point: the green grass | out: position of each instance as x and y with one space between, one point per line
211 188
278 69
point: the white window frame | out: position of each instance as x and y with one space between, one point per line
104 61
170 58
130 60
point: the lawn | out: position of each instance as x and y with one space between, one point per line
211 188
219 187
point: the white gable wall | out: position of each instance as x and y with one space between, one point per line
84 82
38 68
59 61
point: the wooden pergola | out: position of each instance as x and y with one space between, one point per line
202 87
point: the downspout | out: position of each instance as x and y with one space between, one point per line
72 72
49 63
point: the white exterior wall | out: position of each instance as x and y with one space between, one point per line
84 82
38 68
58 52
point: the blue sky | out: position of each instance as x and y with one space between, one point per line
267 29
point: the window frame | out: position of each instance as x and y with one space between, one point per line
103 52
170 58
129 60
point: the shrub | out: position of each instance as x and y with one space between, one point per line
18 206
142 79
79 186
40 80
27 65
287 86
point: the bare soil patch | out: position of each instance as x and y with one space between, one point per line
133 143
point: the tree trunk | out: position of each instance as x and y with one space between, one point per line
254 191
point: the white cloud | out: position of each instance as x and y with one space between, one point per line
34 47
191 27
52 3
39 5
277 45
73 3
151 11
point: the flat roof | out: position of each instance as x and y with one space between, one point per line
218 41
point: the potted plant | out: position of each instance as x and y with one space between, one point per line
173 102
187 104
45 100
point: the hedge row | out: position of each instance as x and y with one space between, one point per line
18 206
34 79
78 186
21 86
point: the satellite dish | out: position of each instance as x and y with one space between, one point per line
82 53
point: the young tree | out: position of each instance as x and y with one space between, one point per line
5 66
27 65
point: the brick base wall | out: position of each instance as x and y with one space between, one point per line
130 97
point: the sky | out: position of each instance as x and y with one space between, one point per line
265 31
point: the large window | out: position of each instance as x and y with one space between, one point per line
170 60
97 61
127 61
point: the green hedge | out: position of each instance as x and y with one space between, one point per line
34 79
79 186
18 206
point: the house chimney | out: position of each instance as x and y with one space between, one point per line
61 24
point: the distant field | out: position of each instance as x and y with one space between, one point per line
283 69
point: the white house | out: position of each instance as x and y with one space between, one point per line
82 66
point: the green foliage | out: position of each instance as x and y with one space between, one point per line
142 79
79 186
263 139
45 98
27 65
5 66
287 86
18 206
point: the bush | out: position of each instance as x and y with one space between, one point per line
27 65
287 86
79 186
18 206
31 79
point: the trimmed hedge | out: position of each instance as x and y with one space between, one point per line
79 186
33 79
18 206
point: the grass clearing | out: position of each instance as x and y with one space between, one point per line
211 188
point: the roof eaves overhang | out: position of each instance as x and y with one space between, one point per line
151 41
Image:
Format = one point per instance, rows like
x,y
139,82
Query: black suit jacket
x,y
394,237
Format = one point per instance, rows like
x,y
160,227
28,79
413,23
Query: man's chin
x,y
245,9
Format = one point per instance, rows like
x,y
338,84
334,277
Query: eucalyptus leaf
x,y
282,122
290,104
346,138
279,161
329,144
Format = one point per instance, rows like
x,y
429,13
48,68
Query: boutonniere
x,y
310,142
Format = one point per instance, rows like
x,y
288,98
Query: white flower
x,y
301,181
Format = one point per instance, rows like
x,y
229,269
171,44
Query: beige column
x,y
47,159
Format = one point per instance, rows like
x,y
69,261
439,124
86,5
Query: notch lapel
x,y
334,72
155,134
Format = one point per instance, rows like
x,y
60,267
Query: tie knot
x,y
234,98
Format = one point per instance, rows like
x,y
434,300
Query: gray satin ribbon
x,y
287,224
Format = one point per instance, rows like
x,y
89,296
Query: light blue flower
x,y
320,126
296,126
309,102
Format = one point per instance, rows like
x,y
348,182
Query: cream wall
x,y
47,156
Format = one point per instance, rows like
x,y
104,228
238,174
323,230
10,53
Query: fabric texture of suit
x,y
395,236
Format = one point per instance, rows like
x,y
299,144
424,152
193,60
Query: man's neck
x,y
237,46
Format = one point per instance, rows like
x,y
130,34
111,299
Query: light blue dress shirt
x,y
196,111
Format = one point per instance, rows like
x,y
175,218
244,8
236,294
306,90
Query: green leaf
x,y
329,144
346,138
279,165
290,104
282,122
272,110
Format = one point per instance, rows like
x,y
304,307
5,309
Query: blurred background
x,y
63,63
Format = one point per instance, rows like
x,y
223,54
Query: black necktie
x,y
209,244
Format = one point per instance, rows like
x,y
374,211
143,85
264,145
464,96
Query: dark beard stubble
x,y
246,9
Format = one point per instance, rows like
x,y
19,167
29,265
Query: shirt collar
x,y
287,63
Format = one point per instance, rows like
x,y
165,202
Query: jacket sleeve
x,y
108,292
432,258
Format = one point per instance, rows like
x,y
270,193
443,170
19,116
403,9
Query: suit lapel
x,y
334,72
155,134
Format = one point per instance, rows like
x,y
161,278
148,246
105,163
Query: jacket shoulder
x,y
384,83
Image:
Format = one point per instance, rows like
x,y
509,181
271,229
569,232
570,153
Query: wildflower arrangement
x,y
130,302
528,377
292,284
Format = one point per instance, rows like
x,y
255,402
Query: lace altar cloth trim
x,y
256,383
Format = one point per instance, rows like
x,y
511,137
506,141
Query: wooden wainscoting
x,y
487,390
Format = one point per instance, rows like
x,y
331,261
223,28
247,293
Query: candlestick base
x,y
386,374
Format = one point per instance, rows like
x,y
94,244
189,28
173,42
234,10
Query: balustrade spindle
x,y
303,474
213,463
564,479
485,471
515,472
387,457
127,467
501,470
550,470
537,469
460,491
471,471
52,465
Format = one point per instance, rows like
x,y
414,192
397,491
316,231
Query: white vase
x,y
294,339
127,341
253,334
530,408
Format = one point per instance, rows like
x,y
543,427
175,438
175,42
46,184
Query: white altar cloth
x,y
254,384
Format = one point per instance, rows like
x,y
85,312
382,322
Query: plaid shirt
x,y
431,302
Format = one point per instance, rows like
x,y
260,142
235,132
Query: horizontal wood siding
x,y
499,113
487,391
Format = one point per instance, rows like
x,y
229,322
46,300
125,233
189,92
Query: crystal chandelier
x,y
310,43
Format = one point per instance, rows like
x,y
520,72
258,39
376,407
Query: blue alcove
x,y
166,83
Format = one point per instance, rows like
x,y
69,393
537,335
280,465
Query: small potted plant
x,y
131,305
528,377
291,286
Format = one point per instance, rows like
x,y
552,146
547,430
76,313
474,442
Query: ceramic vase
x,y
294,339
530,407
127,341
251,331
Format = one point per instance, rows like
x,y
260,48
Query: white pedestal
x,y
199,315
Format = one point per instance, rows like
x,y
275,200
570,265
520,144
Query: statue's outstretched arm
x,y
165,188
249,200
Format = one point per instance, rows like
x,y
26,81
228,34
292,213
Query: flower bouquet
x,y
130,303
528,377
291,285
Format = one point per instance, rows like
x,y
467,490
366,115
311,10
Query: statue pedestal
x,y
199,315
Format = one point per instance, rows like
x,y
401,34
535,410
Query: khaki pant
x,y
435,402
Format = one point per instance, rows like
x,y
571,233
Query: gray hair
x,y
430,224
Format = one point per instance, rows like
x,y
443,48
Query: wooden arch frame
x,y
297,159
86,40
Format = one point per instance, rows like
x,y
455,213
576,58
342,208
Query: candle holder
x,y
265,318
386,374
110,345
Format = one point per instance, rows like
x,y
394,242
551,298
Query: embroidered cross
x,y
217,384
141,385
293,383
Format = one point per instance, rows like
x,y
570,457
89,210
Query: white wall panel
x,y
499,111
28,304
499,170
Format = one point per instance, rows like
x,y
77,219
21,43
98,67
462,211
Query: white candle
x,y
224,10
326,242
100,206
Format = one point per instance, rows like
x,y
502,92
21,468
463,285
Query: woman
====
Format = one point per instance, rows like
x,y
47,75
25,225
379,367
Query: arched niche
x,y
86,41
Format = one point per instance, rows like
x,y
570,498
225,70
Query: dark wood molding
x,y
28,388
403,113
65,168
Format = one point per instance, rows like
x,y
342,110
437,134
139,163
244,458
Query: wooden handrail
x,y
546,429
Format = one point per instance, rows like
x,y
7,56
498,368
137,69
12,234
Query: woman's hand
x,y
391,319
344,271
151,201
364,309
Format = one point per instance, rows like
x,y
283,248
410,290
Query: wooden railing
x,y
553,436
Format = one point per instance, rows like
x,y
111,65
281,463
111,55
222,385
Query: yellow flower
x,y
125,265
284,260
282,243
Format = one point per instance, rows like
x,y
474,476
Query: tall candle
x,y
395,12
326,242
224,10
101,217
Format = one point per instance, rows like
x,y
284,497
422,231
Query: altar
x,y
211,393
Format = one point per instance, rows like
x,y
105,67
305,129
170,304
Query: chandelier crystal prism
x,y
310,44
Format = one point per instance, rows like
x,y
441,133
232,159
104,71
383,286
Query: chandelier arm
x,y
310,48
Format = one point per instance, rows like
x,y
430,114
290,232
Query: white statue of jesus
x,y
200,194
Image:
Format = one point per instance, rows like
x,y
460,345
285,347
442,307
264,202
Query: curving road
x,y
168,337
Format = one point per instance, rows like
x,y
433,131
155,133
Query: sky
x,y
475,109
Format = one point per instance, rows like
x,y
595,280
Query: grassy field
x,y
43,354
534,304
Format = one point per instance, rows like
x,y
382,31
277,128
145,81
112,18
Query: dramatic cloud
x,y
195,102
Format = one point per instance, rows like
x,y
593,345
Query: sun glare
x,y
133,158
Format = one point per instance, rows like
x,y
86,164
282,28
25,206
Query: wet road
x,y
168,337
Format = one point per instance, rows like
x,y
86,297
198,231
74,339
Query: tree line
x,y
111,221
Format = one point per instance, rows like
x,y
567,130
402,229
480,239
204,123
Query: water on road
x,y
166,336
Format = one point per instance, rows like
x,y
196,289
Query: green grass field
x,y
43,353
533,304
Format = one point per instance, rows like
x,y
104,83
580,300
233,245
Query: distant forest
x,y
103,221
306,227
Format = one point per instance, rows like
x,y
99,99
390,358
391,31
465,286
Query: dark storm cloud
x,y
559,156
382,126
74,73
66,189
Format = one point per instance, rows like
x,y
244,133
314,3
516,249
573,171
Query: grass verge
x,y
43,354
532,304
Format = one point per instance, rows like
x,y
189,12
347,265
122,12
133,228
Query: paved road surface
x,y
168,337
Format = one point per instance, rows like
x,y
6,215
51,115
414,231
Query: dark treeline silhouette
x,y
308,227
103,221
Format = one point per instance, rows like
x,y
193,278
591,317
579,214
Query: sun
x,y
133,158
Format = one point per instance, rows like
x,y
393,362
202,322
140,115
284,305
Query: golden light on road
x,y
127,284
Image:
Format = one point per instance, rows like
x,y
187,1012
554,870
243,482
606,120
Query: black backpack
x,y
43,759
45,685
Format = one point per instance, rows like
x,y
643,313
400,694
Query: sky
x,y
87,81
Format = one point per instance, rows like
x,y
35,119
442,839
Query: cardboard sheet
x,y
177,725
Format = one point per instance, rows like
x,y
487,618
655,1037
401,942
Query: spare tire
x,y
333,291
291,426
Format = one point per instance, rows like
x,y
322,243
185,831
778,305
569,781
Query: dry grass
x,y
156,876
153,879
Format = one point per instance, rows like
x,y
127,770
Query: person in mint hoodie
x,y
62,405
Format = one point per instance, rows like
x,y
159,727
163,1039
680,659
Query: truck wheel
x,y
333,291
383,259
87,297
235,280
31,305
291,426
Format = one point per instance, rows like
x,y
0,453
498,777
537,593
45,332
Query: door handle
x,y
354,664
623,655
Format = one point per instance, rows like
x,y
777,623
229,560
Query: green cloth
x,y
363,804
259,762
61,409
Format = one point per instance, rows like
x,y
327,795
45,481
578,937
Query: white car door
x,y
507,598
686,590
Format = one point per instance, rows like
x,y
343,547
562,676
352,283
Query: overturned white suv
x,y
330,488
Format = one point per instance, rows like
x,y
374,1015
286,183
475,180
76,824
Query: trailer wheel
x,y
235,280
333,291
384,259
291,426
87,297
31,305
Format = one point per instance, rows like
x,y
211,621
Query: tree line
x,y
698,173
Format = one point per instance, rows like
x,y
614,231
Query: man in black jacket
====
● Required work: Find every line in the records above that contains the word "cloth" and copy each of those lines.

● The reply:
Query: lace altar cloth trim
Query: white altar cloth
Query: green cloth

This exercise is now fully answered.